**STATED TASK 1:**
Output the labeled region records below as a two-column CSV with columns "request" and "boxes", one row per record, putting each record's text and its answer in a single quoted field with line breaks replaced by spaces. Leave the pictures out.

Joel Greenblatt has one of the best investment track records in history.
His hedge fund, Gotham Capital, is on record with average 50%-plus annual
returns for more than a decade.
Those returns are even more impressive because Greenblatt didn’t earn them
by using fast-paced trading or leverage. Instead, he is a dyed-in-the-wool
value investor.
In his book You Can Be a Stock Market Genius,Greenblatt lays out
some of the strategies he used to generate these extraordinary returns. One
of those strategies is using LEAPS, which stands for “long-term equity
anticipation securities.”
Put simply, LEAPS are a special type of call option with a long-term shelf
life. (Puts are also available.) LEAPS are available on hundreds of securities
and can extend out as far as 30 years.
A big advantage of LEAPS is that they allow you to benefit from price
movements of a large amount of stock with a modest amount of capital. Instead
of buying $10,000 worth of shares, for example, it is possible to buy just a
few hundred dollars worth of LEAPS and still have similar profit potential.

**STATED TASK 2:**
Print the whole passage on Joel Greenblatt and LEAPS word for word.

Excerpts of labeled region data:
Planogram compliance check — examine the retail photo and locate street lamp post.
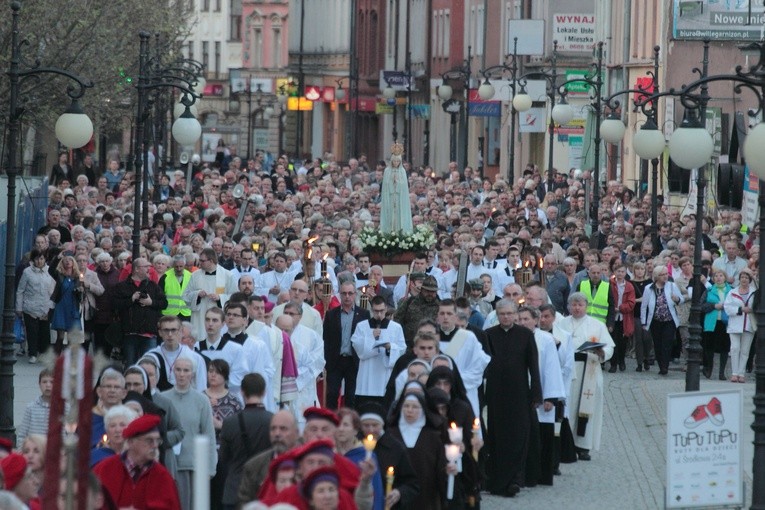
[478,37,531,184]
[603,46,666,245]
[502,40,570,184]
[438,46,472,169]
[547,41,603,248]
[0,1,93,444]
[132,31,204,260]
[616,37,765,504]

**COMPLETE ANSWER 1:**
request,boxes
"Planogram compliance check — examine the retail photo and locate street lamp post.","[478,37,531,184] [603,46,666,245] [502,40,570,184] [438,46,472,169] [547,41,603,248] [0,1,93,444] [132,31,204,260] [616,37,765,504]"

**COMPLETE ANSWER 2:**
Joel Greenblatt has one of the best investment track records in history.
His hedge fund, Gotham Capital, is on record with average 50%-plus annual
returns for more than a decade.
Those returns are even more impressive because Greenblatt didn’t earn them
by using fast-paced trading or leverage. Instead, he is a dyed-in-the-wool
value investor.
In his book You Can Be a Stock Market Genius,Greenblatt lays out
some of the strategies he used to generate these extraordinary returns. One
of those strategies is using LEAPS, which stands for “long-term equity
anticipation securities.”
Put simply, LEAPS are a special type of call option with a long-term shelf
life. (Puts are also available.) LEAPS are available on hundreds of securities
and can extend out as far as 30 years.
A big advantage of LEAPS is that they allow you to benefit from price
movements of a large amount of stock with a modest amount of capital. Instead
of buying $10,000 worth of shares, for example, it is possible to buy just a
few hundred dollars worth of LEAPS and still have similar profit potential.